◆ WHAT THIS TASK INVOLVES ◆
Pull out every line below that contains the string "shroud" and copy each one in full. Uppercase and lowercase letters count as different.

— Start AVAILABLE RECORDS —

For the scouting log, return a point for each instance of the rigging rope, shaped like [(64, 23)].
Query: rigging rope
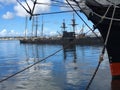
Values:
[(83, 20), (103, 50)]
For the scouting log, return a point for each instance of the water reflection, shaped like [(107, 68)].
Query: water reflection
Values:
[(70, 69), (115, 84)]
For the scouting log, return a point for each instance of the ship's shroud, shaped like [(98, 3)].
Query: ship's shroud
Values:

— End AVAILABLE RECORDS —
— Start AVAILABLE RECORDS —

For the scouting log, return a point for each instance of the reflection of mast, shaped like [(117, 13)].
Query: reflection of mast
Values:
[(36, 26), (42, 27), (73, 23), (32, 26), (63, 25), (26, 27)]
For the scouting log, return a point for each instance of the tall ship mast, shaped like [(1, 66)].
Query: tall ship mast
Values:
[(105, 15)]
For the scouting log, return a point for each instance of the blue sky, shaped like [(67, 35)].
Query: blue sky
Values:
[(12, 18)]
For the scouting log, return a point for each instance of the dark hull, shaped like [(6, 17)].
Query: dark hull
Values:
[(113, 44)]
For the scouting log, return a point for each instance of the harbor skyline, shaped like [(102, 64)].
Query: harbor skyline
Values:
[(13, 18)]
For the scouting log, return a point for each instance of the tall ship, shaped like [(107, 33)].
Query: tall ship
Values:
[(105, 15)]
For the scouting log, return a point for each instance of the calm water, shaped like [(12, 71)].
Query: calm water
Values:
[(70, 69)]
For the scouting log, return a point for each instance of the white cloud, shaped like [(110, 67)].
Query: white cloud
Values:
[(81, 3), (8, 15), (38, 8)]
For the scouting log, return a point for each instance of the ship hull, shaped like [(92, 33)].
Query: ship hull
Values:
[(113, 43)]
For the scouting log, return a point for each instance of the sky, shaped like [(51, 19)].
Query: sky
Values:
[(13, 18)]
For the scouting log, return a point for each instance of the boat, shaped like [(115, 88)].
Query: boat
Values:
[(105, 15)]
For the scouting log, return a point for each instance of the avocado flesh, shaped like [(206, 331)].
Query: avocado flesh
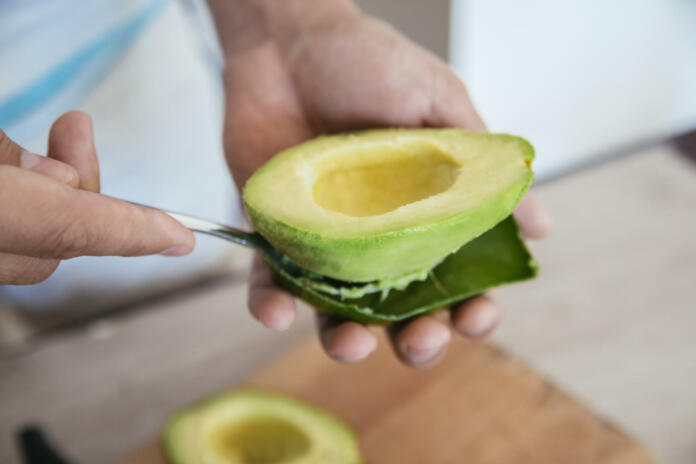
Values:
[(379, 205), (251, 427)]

— End AVAILABLE RECORDS —
— Start AVAILABLE RECORDS —

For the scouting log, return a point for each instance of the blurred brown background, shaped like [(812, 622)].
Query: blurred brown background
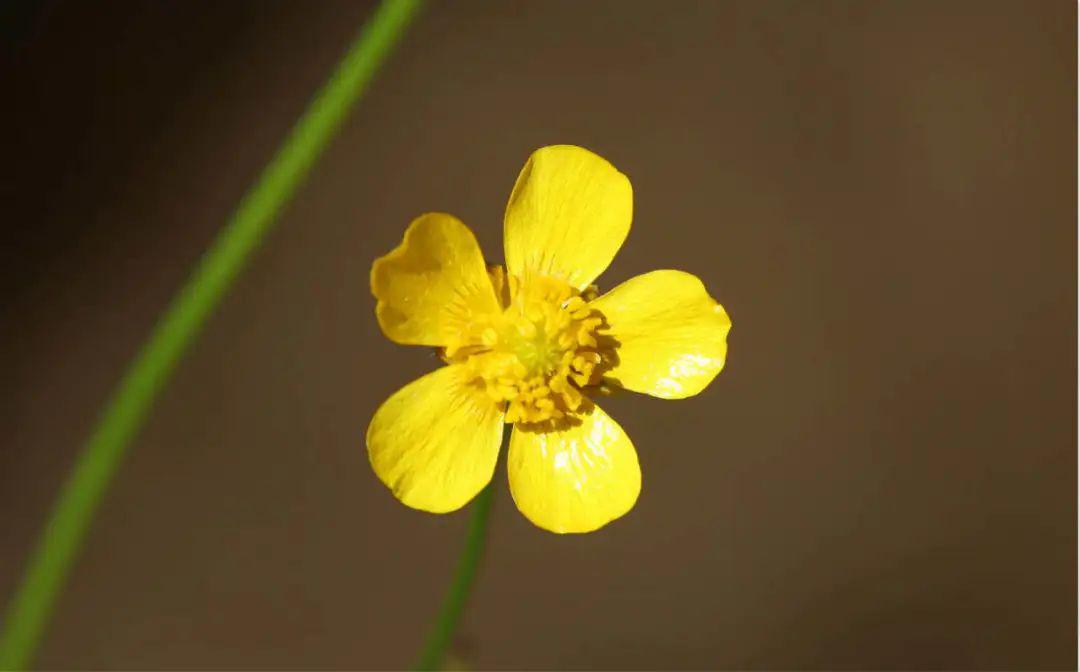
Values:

— End AVAILABLE RECORDS —

◆ EXERCISE OUTPUT ◆
For the scouting log, return a point for each instance of the ship's shroud, shaped like [(98, 3)].
Query: ship's shroud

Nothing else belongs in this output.